> Prompt A:
State whether each of the following statements agrees with the Christmas pudding recipe, answering yes or no and quoting the words of the recipe that decide it: (i) The recipe calls for a greater weight of sultanas than of currants. (ii) The pudding is steamed for 2 hours. (iii) The recipe was inspired by a granny's recipe.
> Prompt B:
Continue the Christmas pudding recipe from the point at which it stops.

> Excerpt:
-=-=-=-=-

Best of the best Christmas pudding
- Published: 7 Nov 23
- Updated: 10 Oct 24
“Love it or hate it, Christmas pudding is THE pudding of the festive season,” says Pollyanna Coupland. “Inspired by my granny’s recipe, this one is intensely fruity and deeply spiced – the best Christmas pudding you’ll ever make.” Get all the juice details on what makes this pud a winner in Pollyanna’s ultimate Christmas pudding guide.
Celebrate Stir-up Sunday in November with more traditional make-ahead recipes.
- Serves 6-10
- Hands-on time 20 min, plus overnight soaking. Steaming time 4 hours, plus 2 hours to reheat
Ingredients
- 150g raisins
- 150g sultanas
- 100g currants
- 60g dried apricots, roughly chopped
- 110g soft prunes, pitted and halved
- 60g glacé cherries
- 140ml brown ale
- 1 banana (ideally brown)

-=-=-=-=-

> Data below:
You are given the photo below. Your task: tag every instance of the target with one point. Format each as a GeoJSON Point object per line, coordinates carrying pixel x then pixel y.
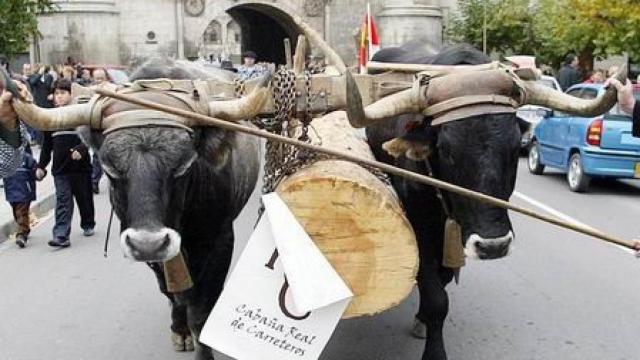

-=-=-=-=-

> Response A:
(i) Yes: "150g sultanas" and "100g currants".
(ii) No: "Steaming time 4 hours, plus 2 hours to reheat".
(iii) Yes: "Inspired by my granny’s recipe".

> Response B:
- Grated zest and juice 1 orange
- 170g plain flour
- 85g soft brown sugar
- ½ tsp cinnamon
- ½ tsp ground nutmeg
- ½ tsp allspice
- ¼ tsp ground cloves
- 1 tsp mixed spice
- 85g brioche, whizzed into breadcrumbs
- 110g beef suet
- 2 medium free-range eggs
For the brandy butter
- 150g unsalted butter, softened, plus extra to grease
- 150g icing sugar
- 2 tbsp brandy, plus extra to set the pudding alight
Specialist kit
- 1.5 litre pudding basin
- Butcher’s string
Method
- Put the dried fruit and glacé cherries in a bowl, then pour in the brown ale. Stir, then cover and leave to steep overnight.
- The next day, peel and mash the banana with a fork until smooth, then mix into the bowl of fruit with the orange zest and juice. Add the remaining pudding ingredients and stir with a wooden spoon (clockwise while making a wish and getting the family involved, if you fancy).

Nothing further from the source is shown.